- The task
Nothing may be dropped or altered: reproduce all the data.

(Stored items from a collection)
# # # # # # #
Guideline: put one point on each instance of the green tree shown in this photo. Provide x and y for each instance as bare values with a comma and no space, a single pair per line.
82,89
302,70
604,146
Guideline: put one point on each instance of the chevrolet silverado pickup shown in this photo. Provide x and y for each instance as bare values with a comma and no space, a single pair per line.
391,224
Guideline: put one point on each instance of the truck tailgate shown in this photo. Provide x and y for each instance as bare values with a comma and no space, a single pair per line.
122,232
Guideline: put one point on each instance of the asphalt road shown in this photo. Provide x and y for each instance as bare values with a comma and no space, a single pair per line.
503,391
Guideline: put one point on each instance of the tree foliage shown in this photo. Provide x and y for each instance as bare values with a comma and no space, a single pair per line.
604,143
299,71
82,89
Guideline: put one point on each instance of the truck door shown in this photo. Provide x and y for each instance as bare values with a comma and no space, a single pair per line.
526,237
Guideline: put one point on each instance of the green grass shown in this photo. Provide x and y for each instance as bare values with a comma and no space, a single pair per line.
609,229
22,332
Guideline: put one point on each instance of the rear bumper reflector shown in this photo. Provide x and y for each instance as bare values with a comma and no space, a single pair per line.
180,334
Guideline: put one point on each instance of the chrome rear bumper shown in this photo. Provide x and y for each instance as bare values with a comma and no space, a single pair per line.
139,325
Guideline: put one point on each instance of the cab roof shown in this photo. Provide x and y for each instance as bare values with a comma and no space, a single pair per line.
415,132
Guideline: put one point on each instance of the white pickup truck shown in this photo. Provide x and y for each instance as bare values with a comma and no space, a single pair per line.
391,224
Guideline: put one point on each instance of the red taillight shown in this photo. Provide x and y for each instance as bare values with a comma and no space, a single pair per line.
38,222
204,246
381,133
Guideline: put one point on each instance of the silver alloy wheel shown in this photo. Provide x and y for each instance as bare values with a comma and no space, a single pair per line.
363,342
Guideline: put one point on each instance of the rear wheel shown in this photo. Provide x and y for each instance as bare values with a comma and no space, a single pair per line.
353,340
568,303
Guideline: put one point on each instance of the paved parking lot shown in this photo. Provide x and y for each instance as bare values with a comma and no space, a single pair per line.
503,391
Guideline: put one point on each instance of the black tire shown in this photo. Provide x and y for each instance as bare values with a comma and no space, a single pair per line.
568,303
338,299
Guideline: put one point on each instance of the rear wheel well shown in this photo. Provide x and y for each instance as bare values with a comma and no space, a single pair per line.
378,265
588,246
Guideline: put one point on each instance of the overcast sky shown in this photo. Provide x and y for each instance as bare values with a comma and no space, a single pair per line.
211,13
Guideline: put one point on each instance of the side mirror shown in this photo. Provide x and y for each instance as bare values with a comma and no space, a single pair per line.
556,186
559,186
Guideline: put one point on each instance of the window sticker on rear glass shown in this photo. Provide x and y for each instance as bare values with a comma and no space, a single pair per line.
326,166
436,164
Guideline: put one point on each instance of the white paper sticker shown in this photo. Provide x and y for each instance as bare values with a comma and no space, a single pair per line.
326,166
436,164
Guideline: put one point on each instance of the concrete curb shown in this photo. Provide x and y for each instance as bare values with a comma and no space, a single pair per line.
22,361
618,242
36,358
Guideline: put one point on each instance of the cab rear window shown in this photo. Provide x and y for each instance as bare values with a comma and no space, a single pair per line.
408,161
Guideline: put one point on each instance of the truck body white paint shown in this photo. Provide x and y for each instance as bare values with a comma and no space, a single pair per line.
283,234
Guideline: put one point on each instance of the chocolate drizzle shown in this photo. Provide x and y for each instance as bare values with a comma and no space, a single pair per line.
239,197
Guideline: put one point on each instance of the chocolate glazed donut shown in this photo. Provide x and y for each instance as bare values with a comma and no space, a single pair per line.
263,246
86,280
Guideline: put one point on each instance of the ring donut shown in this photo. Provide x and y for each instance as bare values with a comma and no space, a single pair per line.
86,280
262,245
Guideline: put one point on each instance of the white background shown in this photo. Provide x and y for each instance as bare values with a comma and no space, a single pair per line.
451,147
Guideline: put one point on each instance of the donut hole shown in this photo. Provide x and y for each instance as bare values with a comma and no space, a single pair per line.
# # # # # # #
- Written reply
Guideline: put one point on each instance of the green tree shown in this photo. Provide x and y for each instance as bare values with a comma and no space, a single pair per line.
82,89
302,70
604,146
Guideline: put one point on each instance of the chevrolet silverado pickup shown in this photo. Provide x and y for each instance as bare values with a comma and no space, a single pair per line.
391,224
Guideline: put one point on each instance of the truck tailgate shown in this photo. Provide x and y for each instance as bare values with a comma and no space, a single pair per line.
122,232
Guideline: put one point on each instance of the asphalt road shown in this photo. Provide x and y for each instance as bare values with a comma and no space, a single pair per line.
503,391
Guideline: put one point on each instance of the tree foliage shown in this photo. Provide x and y for each instance as bare values with a comma and no space, a single pair per line.
604,143
299,71
82,89
Guideline: put one point on each instance of the truck door shown in this photo. Provide x and y for each instance as bare values with a comma and no space, a single pair per line.
526,237
Guideline: put one point on each instance of the green grass shown in this photo. Provide x and y for each instance as bare values with a comma and no space, a single pair per line.
609,229
22,332
Guideline: put one point on each instance of the rear bumper reflector shown in this photo. Provide x and y for each instance as bare values with a comma and no space, a single pair per line.
180,334
Guideline: put one point on each instance of the chrome rear bumper shown in this photo. Provide x and y for each instance as bare values with a comma and no space, a single pair per line.
139,325
Guideline: put one point on each instance of the cab roof shown in this photo. Provide x and y for each instance as bare values with a comma and no space, a single pair per line.
415,132
Guideline: put one point on each instance of the white pickup truck shown in this photo. Provide x and y for each instance as bare values with a comma and no space, a single pair per line.
391,224
Guideline: put one point on each instance of the red taillight shown in this photo. Provide x and y for each instance as bare values with a comma and no space, a single pair per line.
38,222
204,246
381,133
Guideline: put one point on each instance of the silver alloy wheel shown in this photo. Provide x and y for each instance as bare values with a comma and no space, a single pair per line.
363,342
Guideline: put one point on each instance of the rear wheel shown in this photo. Provide x and y for each instance as bare values with a comma and no space, a single pair per line.
353,340
568,303
Guideline: put one point on each instance of the paved parking lot shown in this photo. Provide x and y for each instance as bare values with a comma and no space, a single pair per line.
503,391
Guideline: put one point on each instance of the black tire shown in this photo. Provide x and y for each instance as bare values with a comma and no space, a single pair per line.
568,303
338,299
Guideline: put one point on each instance of the rear wheel well shown in this photo. Provide x and y for each instance as bare values with a comma and no space, a single pair per line.
378,265
588,246
Guideline: put one point on each instance of the overcast sky shown in this photo. Provide x and y for each instance as bare values with a comma and no space, a single pair per line.
211,13
Guideline: put one point on each instance of the side mirror shown in this photo. Provide x and y for each instance as bare values with a comma and no space, a single pair per line.
556,186
559,186
Guideline: put one point on each instance of the window sticker on rear glass shown in this photo. Provide x and y for each instance as bare values with a comma and no space, a single pair per line.
326,166
436,164
Guideline: put one point on each instance of the white paper sticker shown in this photo. Provide x and y for each instance as bare values with a comma and no space, a single pair per line.
326,166
436,164
Guideline: put one point on each instance of the concrete curb shown in this photo. Provide x and y for each instance as bare values with a comma and no space, a single pair per line.
22,361
618,242
36,358
Guideline: put one point on each instance of the cab rear window shown in this photo. Provide x and y for each instance as bare values with a comma and no space, a single pair per line.
408,161
Guideline: put one point on each instance of the truck body white paint shown in this photo. Provide x and y for each instance as bare values with a comma and no space, a single pair per line.
283,234
Guideline: put one point on each instance of the chocolate drizzle shown in this photo. Provide x and y for each instance as bare values with a comma and no space, a single pair per line.
239,197
Guideline: put one point on each instance of the chocolate glazed donut shown in this photo. Provide x and y for each instance as bare values with a comma and no space, a single pair per line.
263,246
86,280
Guideline: put one point on each instance of the ring donut shown in this photo. Provide x and y for each instance as bare values with a comma and no space, a single pair per line.
86,280
262,245
Guideline: put one point on each instance of the white background shown in this photo. Provide x and y for each instance as bare values with a comma and no space, a single pair per line.
451,147
Guideline: put one point on each instance of the donut hole shown in this photo. Provide x and y for each instance as bare values with a comma and no space, a single pair per line.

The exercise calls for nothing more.